▸ **Task to carry out**: Return every line of the data below that contains the string "positive". Case counts.

▸ **Exercise inputs**:

•••••

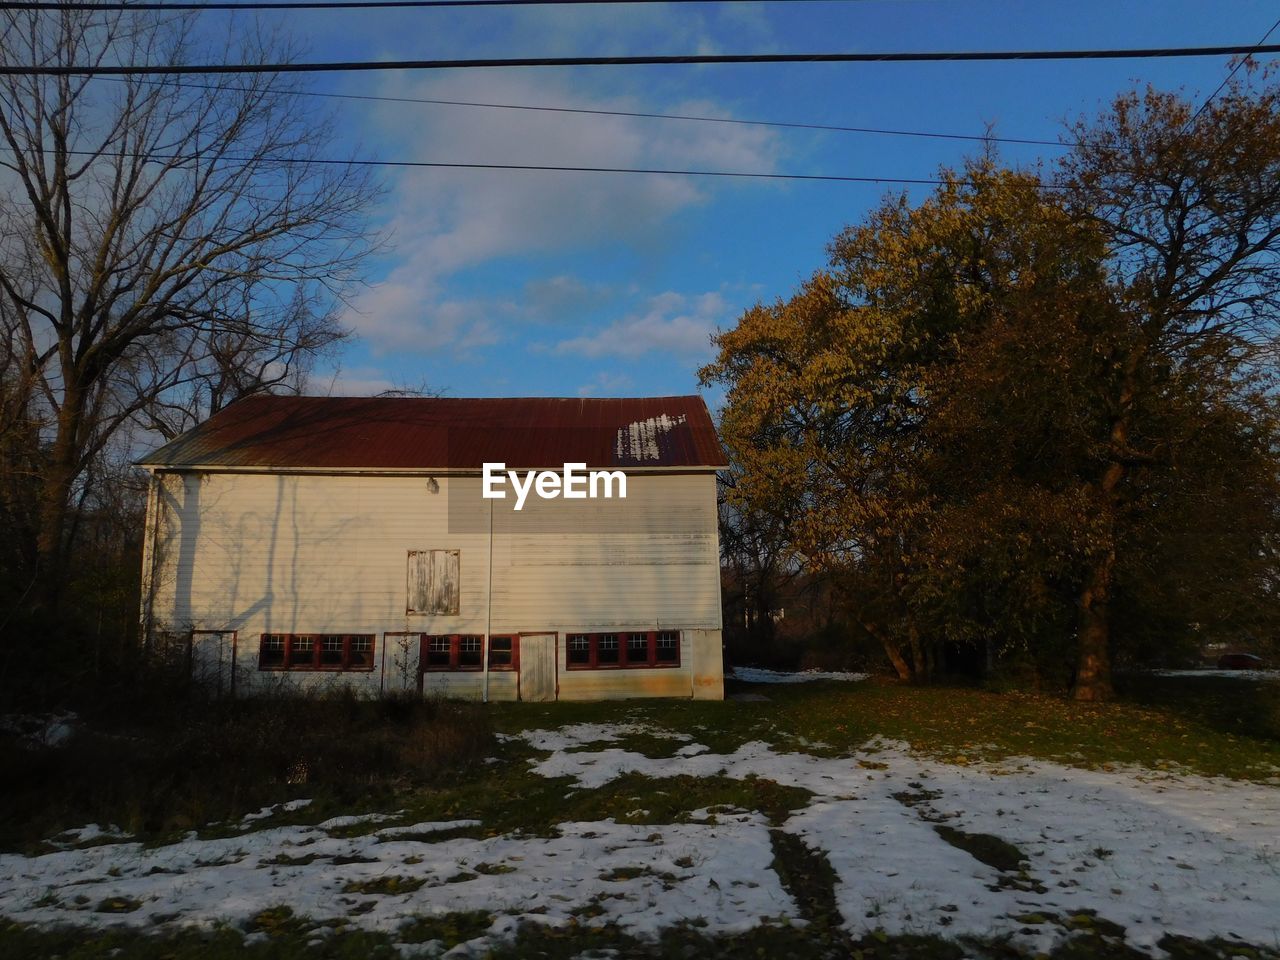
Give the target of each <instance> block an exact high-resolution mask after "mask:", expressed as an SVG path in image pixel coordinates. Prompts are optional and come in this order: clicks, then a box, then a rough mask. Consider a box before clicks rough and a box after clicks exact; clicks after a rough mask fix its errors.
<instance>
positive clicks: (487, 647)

•••••

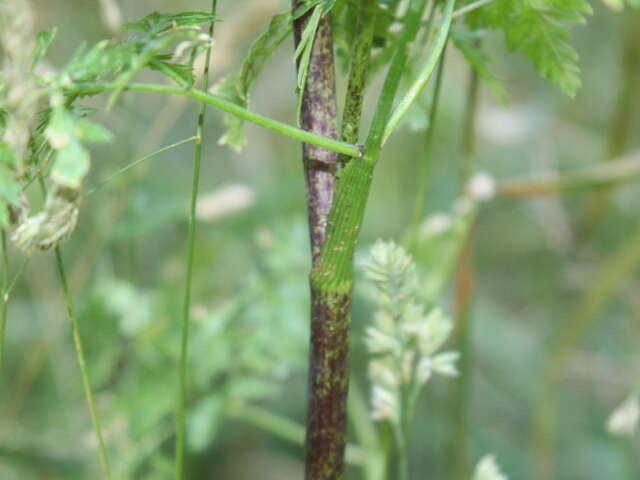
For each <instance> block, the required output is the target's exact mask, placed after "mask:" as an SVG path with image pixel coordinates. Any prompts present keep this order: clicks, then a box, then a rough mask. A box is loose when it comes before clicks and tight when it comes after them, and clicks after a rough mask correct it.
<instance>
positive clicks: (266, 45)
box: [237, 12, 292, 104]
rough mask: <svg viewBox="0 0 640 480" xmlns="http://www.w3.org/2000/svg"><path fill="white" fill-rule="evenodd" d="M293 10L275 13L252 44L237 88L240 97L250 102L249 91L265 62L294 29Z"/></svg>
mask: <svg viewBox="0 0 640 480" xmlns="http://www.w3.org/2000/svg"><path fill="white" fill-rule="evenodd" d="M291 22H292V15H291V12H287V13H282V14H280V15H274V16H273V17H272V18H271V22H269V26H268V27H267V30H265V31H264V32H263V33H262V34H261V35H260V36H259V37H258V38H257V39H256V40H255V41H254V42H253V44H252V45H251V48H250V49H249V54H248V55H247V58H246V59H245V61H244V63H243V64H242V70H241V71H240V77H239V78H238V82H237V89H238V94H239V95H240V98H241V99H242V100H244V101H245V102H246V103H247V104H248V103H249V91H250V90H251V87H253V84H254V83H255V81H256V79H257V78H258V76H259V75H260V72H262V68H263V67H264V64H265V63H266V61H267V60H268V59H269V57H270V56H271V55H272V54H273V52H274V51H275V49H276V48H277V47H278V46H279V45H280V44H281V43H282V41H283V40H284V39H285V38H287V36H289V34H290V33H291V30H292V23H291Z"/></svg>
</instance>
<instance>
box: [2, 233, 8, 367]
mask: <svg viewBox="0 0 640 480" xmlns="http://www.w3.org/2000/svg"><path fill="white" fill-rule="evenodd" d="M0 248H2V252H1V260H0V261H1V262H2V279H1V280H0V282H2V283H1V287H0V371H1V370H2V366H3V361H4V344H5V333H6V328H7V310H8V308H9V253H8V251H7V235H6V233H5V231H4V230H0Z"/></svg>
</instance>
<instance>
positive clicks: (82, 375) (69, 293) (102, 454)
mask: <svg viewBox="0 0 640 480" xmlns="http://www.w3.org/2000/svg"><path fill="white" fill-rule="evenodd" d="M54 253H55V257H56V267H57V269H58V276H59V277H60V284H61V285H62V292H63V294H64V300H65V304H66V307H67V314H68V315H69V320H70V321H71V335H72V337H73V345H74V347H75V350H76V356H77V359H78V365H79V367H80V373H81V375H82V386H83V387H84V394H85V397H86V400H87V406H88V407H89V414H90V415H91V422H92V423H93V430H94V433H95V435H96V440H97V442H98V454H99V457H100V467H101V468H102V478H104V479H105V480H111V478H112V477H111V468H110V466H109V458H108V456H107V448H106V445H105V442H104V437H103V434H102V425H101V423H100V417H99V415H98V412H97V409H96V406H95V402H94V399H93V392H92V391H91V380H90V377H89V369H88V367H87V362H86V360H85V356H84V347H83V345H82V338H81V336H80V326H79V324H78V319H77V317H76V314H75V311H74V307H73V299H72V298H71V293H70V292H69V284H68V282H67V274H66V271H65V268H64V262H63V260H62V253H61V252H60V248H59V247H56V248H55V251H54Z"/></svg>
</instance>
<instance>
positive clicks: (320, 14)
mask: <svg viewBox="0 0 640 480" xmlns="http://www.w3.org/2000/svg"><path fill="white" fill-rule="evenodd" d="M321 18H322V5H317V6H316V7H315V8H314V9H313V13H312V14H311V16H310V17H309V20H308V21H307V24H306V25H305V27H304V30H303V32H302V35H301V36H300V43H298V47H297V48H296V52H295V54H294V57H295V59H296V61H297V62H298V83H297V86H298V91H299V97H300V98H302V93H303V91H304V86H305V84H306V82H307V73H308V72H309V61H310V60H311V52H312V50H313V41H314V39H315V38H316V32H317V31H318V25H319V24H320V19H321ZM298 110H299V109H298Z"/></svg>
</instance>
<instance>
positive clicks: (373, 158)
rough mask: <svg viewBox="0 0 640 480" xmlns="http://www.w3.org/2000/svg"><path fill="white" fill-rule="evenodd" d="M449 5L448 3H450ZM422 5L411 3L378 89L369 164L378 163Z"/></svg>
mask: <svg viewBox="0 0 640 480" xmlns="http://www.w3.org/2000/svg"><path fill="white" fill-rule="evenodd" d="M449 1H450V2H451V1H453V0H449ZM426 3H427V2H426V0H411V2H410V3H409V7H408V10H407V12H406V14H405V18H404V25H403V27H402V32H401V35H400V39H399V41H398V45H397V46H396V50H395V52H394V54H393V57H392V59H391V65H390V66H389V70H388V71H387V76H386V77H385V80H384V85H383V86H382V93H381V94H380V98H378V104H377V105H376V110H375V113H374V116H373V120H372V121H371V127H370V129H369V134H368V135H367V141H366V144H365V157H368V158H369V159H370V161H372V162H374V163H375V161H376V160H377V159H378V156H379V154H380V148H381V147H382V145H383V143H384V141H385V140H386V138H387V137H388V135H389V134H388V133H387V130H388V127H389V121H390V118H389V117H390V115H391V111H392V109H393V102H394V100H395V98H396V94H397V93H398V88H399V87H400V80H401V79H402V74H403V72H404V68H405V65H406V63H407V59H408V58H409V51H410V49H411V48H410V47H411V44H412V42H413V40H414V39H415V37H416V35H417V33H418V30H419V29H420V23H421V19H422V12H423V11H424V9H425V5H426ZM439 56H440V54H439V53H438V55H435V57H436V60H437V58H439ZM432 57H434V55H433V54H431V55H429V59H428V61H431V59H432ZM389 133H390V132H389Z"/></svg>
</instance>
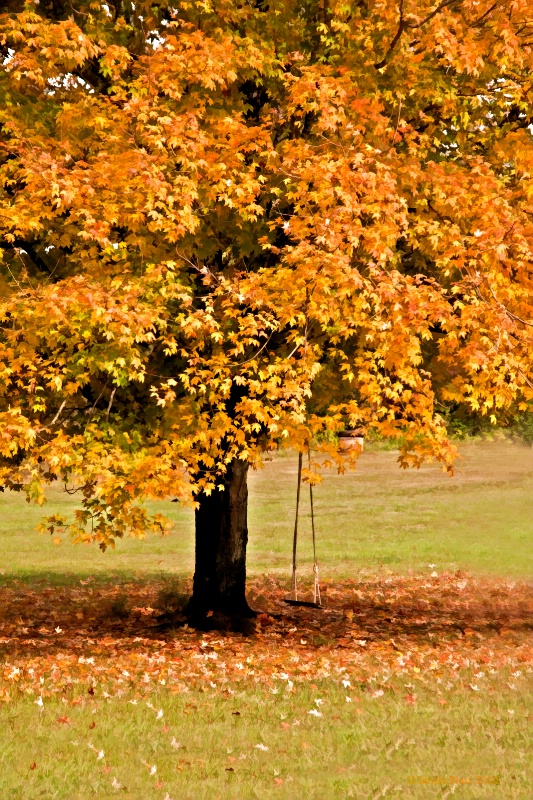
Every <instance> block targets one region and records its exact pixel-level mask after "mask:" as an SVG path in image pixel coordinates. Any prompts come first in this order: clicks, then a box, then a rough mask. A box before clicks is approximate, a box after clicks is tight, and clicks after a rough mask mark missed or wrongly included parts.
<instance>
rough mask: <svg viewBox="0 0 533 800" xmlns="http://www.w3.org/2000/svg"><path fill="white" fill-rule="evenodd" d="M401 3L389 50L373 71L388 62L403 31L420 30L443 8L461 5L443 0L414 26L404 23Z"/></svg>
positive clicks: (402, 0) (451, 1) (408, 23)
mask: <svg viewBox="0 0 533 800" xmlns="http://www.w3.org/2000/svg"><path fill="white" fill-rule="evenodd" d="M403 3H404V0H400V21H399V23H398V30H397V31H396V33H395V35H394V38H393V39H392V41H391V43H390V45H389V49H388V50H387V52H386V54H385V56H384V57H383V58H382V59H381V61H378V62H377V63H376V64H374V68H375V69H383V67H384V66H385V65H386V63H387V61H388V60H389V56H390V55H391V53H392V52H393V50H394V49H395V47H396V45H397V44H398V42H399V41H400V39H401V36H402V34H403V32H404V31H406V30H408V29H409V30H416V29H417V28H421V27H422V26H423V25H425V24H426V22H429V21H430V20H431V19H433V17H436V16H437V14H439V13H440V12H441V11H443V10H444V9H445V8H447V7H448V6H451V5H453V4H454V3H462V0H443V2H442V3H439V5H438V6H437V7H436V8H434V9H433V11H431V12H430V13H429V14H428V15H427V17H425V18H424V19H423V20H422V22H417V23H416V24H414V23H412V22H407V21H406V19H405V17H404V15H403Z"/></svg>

•••••

▸ **Problem solution**:
positive clicks: (487, 647)
positive clicks: (266, 45)
positive clicks: (82, 375) (69, 293) (102, 454)
positive clicks: (320, 14)
positive clicks: (373, 158)
positive clicks: (402, 0) (451, 1) (408, 23)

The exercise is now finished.